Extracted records
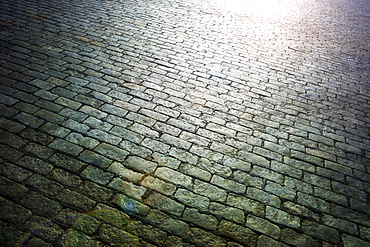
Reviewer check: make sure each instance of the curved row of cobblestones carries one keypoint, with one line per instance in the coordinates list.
(184, 123)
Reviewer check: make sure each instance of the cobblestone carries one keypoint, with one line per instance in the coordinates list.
(184, 123)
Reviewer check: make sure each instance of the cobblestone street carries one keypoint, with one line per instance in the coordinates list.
(185, 123)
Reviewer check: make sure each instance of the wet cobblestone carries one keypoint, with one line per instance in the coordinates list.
(184, 123)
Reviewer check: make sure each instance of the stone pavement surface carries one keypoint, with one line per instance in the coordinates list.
(185, 123)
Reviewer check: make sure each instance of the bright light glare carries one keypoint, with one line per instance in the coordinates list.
(264, 8)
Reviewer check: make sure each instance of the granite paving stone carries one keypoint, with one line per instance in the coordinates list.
(184, 123)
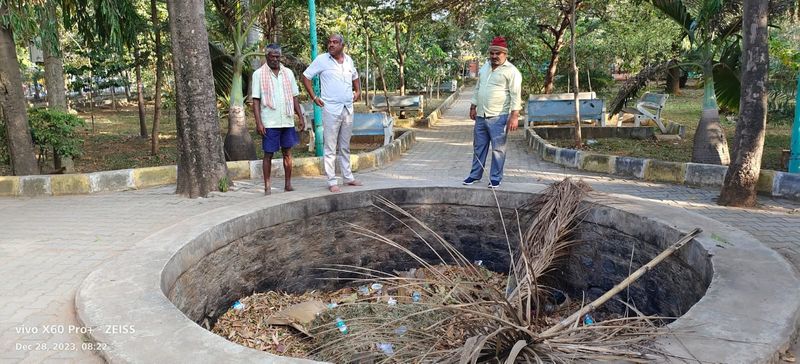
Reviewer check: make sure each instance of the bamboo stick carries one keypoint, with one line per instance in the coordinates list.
(622, 285)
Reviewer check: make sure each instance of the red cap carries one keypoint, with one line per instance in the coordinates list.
(499, 44)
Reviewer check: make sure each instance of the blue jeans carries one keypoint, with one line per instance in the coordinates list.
(492, 129)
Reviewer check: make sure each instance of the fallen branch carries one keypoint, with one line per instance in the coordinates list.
(619, 287)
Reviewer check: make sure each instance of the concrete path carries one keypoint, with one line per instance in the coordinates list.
(48, 245)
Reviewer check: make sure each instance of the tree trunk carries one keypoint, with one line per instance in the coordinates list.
(739, 188)
(710, 145)
(140, 93)
(53, 65)
(401, 59)
(13, 105)
(201, 163)
(383, 81)
(673, 78)
(550, 76)
(159, 77)
(578, 142)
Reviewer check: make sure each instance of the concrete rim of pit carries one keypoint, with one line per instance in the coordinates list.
(748, 314)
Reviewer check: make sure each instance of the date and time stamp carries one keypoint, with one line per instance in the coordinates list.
(64, 330)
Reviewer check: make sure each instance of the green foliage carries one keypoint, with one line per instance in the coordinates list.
(56, 130)
(224, 184)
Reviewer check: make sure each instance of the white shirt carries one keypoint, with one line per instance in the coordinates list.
(276, 118)
(336, 80)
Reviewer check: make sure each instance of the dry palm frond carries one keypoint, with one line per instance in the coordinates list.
(467, 314)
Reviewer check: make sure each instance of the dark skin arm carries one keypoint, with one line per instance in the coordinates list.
(257, 114)
(299, 112)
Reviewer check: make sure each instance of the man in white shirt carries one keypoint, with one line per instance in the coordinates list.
(495, 108)
(339, 78)
(274, 92)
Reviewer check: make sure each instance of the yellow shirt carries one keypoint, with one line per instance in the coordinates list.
(276, 118)
(498, 91)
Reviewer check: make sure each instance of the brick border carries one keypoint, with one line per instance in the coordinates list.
(770, 183)
(138, 178)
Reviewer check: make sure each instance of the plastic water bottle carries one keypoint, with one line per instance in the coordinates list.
(238, 306)
(341, 325)
(386, 348)
(588, 320)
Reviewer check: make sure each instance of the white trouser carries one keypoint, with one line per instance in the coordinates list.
(337, 130)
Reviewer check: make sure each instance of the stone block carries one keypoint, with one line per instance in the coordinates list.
(698, 174)
(629, 167)
(600, 163)
(549, 153)
(70, 184)
(765, 181)
(309, 166)
(567, 157)
(119, 180)
(239, 170)
(154, 176)
(661, 171)
(787, 185)
(365, 161)
(9, 186)
(35, 185)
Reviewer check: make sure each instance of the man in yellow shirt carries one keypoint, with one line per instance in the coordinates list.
(274, 93)
(495, 108)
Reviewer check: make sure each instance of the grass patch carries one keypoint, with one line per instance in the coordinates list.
(686, 109)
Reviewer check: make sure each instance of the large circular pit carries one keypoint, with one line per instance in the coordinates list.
(189, 274)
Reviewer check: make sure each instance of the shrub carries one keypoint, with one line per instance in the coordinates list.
(56, 131)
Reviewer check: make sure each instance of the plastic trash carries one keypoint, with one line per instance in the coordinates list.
(386, 348)
(341, 325)
(588, 320)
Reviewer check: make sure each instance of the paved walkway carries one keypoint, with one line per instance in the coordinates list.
(48, 245)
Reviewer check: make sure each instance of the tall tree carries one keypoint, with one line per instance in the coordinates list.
(709, 25)
(739, 188)
(12, 102)
(238, 19)
(201, 162)
(154, 18)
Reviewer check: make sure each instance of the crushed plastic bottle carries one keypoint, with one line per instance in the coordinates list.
(341, 325)
(238, 306)
(588, 320)
(386, 348)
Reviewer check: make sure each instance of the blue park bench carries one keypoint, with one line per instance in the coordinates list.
(400, 105)
(372, 124)
(560, 108)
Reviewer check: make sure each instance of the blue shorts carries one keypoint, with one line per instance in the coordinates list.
(279, 138)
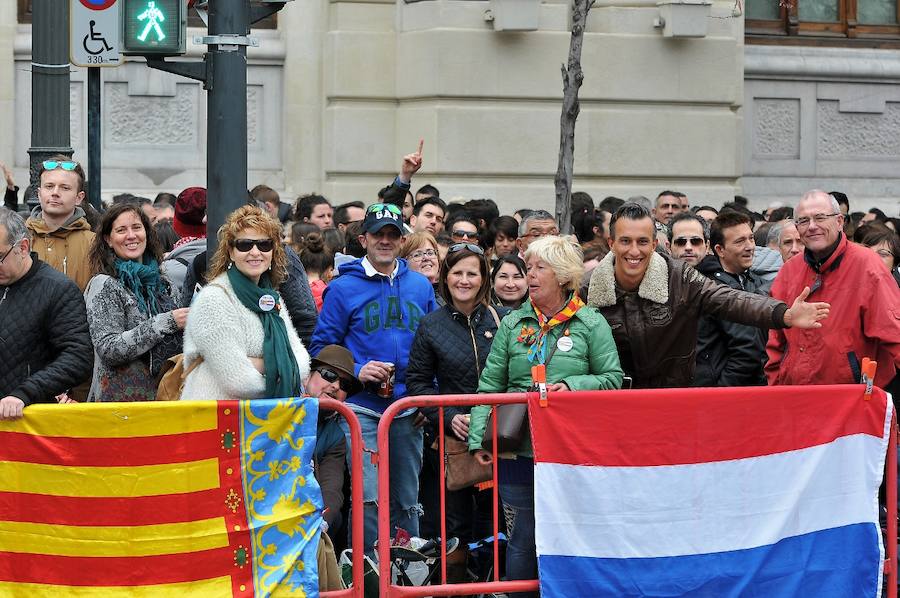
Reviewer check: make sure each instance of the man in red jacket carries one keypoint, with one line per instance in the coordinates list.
(865, 305)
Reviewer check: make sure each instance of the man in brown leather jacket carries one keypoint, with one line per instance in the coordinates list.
(653, 304)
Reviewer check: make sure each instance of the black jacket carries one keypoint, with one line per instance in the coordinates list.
(45, 346)
(729, 354)
(447, 356)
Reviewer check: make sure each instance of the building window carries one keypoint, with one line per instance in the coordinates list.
(866, 21)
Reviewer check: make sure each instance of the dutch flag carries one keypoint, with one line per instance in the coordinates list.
(710, 492)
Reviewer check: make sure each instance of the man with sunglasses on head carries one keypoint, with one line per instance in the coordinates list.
(728, 353)
(61, 232)
(653, 304)
(463, 228)
(331, 377)
(373, 309)
(865, 304)
(689, 236)
(45, 346)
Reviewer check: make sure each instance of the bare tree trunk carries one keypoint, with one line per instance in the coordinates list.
(572, 79)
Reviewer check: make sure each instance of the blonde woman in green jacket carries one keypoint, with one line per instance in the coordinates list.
(574, 342)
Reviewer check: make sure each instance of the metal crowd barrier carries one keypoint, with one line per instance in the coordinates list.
(356, 502)
(388, 589)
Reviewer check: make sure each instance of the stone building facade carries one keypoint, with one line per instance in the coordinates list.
(341, 89)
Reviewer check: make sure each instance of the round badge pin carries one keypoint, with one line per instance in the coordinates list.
(564, 344)
(267, 303)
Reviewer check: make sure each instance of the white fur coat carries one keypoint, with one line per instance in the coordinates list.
(227, 334)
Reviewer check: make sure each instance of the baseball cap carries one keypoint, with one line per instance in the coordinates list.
(379, 215)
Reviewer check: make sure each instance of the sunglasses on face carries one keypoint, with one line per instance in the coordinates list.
(460, 246)
(54, 164)
(682, 241)
(803, 223)
(331, 376)
(417, 255)
(245, 245)
(465, 234)
(378, 207)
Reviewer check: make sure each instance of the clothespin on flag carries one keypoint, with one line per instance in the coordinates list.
(868, 376)
(539, 380)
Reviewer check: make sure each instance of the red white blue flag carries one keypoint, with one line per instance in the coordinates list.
(710, 492)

» What is needed
Since only the text is needed, retype the data above exactly and omit the pictures.

» Solution
Reviewer check: make sure each instance of the curved row of cobblestones carries one keypoint, with one line per instance in the coordinates list.
(184, 123)
Reviewer check: make sure each instance of the cobblestone carries one keypoint, with one line per instance in the coordinates list.
(184, 123)
Reviewer check: make sure each instance of the cobblestone street carries one keypoint, with one line per instance in the coordinates list.
(185, 123)
Reviewer check: make sure each instance of the wet cobblestone carries one keypoint, with one line per instance in the coordinates list.
(184, 123)
Reviewer check: make sure each instance of the stone pavement surface carries one keypoint, with one line per instance in the coordinates list.
(185, 123)
Reviewer check: make sure each instance of the bright light glare carries one keypoint, with one line per instance in the coordinates list.
(264, 8)
Reviewer check: make sure each instance of the granite paving stone carries one keypoint, with one line per instance in the coordinates list.
(184, 123)
Reviewer check: make sure each instance of the bamboo stick carries one keypoint, with one line per instance in the coordinates list.
(622, 285)
Reviewer check: make sure each instance of the red cap carries one keypoint, with one line per instance in the coordinates list.
(499, 44)
Reviewer check: make sure each instance of the blue jeans carries one keypoint, with one line per instance in the coordinates list.
(492, 129)
Reviewer check: make sure each instance of the fallen branch carries one keypoint, with one line per instance in the coordinates list.
(619, 287)
Reviewer check: make sure each instance of the concrete path carries one keypoint, with one line per instance in the coordinates list.
(48, 245)
Reviewer check: make sure each instance of the tree trunk carries one keypoint, with one line per instance in the coordinates list.
(739, 188)
(710, 145)
(140, 93)
(53, 65)
(401, 59)
(13, 105)
(201, 163)
(383, 81)
(673, 78)
(550, 76)
(159, 77)
(578, 142)
Reviewer check: make sure each instance of the concrete rim of pit carries one keypoint, with one line per instance in the coordinates list.
(748, 314)
Reviewer check: make sure each instance of the date and time stamp carries one keypoint, with one line per instance in the coordinates list.
(64, 330)
Reviewer check: make sure each instance of the green foliage carries one keypoint, with one line per instance in the coordinates list.
(56, 130)
(224, 184)
Reviewer check: make sure each instance of the white shirt carries one keypoint, with one line per instance in the coordinates list.
(276, 118)
(336, 80)
Reviewer check: make sure each instance of the dry palm frond carries one keypoint, with one line per instance in the coordinates list.
(467, 314)
Reviewer check: make sure each instance of the dark skin arm carries one keypoint, with one line per instance in the coordinates list.
(257, 114)
(299, 112)
Reviewer check: make sure each instance of the man in white shirt carries one keypoint, with one line per instance in the coordinates list.
(495, 108)
(339, 78)
(274, 92)
Reviewer check: make sure each instance of the yellow shirt carries one keypoint, with one line per instance in the coordinates list.
(276, 118)
(498, 91)
Reviewer check: make sure each instance of the brick border carries one keypoint, with one line per instance in the coordinates list.
(770, 183)
(138, 178)
Reviewer check: make sure each instance of the plastic water bottle carries one keypoint, with one line per instance in the coordinates list.
(238, 306)
(341, 325)
(386, 348)
(588, 320)
Reviewer check: make sure each instance of the white trouser carries one keypoint, with one line per instance in the coordinates list.
(337, 130)
Reviewer check: make sure each instance of the stone block carries one keypoint, with one line per instance in the coordinates list.
(698, 174)
(629, 167)
(600, 163)
(549, 153)
(70, 184)
(765, 181)
(309, 166)
(567, 157)
(119, 180)
(239, 170)
(154, 176)
(661, 171)
(787, 185)
(365, 161)
(9, 186)
(35, 185)
Reviewer check: make sure each instance of the man in yellow shirt carries one keypoint, with one line per instance in the coordinates list.
(274, 93)
(495, 108)
Reviewer check: make sure each instance of the grass patch carries one keypoint, with one line per instance in the coordinates list.
(686, 109)
Reviewer check: make sure each instance of the large circular pit carries one keypoint, with one line per instance in the coordinates list.
(189, 274)
Reviewer check: make sure each instance of the shrub carries one keypoint, with one line per instance in the coordinates list.
(56, 131)
Reviewer check: make sure each instance of the plastic trash carries one keypoint, with one line per instance in the coordinates list.
(386, 348)
(341, 325)
(588, 320)
Reviewer check: make sure each instance of the paved walkway carries one keypoint, with one line per instance in the coordinates list.
(48, 245)
Reviewer check: make sure each instance of the tall tree carries one keypoint, with one line per instance in the coordinates list.
(709, 25)
(739, 188)
(12, 102)
(238, 19)
(201, 162)
(154, 18)
Reviewer check: make sure each instance of the crushed plastic bottle carries one keypoint, with one line per instance in the coordinates list.
(341, 325)
(238, 306)
(588, 320)
(386, 348)
Reviewer check: make sure each instance of the blue park bench carries one keypoint, with one line per instance in the coordinates list.
(400, 105)
(372, 124)
(560, 108)
Reviewer check: make sure each instance of the blue shorts carries one keypoint, with one line per instance in the coordinates list.
(279, 138)
Reviewer check: make sure each instance of the man in red jacket carries one keypoint, with one line per instance in the coordinates list.
(865, 305)
Reviewer check: make sure each instance of the man in brown leather jacket carries one keypoint, with one line per instance in the coordinates list.
(653, 304)
Reviewer check: make sure each instance of the black jacket carries one keypoint, with one line per instance in the coordinates list.
(45, 346)
(729, 354)
(447, 356)
Reviewer check: make sure each instance of the building window carries one keypoint, with one line per instance in the coordinates list.
(866, 21)
Reviewer check: make sure each instance of the dutch flag carries one keypoint, with one line per instance in the coordinates list.
(710, 492)
Reviewer check: make sure each instance of the man with sunglasses on head carries one keypoint, with one line per instance in the coordinates list.
(728, 353)
(61, 232)
(653, 304)
(463, 228)
(331, 377)
(373, 309)
(865, 304)
(689, 236)
(45, 346)
Reviewer check: make sure each instance of the bare tree trunk carries one keypoint, with one line per instance in the coordinates list.
(572, 79)
Reviewer check: make sure each instance of the blonde woman in green jacket carries one keypoint, with one line per instance in the coordinates list.
(574, 342)
Reviewer check: make sure each instance of the metal crowd barrier carries one keypoint, with one line per instance in the coordinates list.
(356, 502)
(388, 589)
Reviewer check: make sure each instance of the stone building facade carries one keypoint, with one line per instance in the coordinates list.
(341, 89)
Reviewer check: make sure each instance of the round badge pin carries one keypoint, with one line per instance in the coordinates list.
(564, 344)
(267, 303)
Reviewer check: make sure each instance of the white fur coat carries one keypoint, with one line per instance in the coordinates list.
(227, 334)
Reviewer check: make sure each instance of the baseball cap carries one keypoint, with one line per instance in the coordinates list.
(379, 215)
Reviewer check: make sure each instance of the sunglasses on face carries one keypoint, with one line per instance in the coordinates list.
(460, 246)
(54, 164)
(682, 241)
(803, 223)
(331, 376)
(417, 255)
(245, 245)
(465, 234)
(378, 207)
Reviewer check: make sure each instance of the clothespin on flag carries one keypoint, with one line per instance in the coordinates list.
(868, 376)
(539, 380)
Reviewer check: make sure each instance of the red white blue flag carries one keypoint, with one line per instance in the coordinates list.
(710, 492)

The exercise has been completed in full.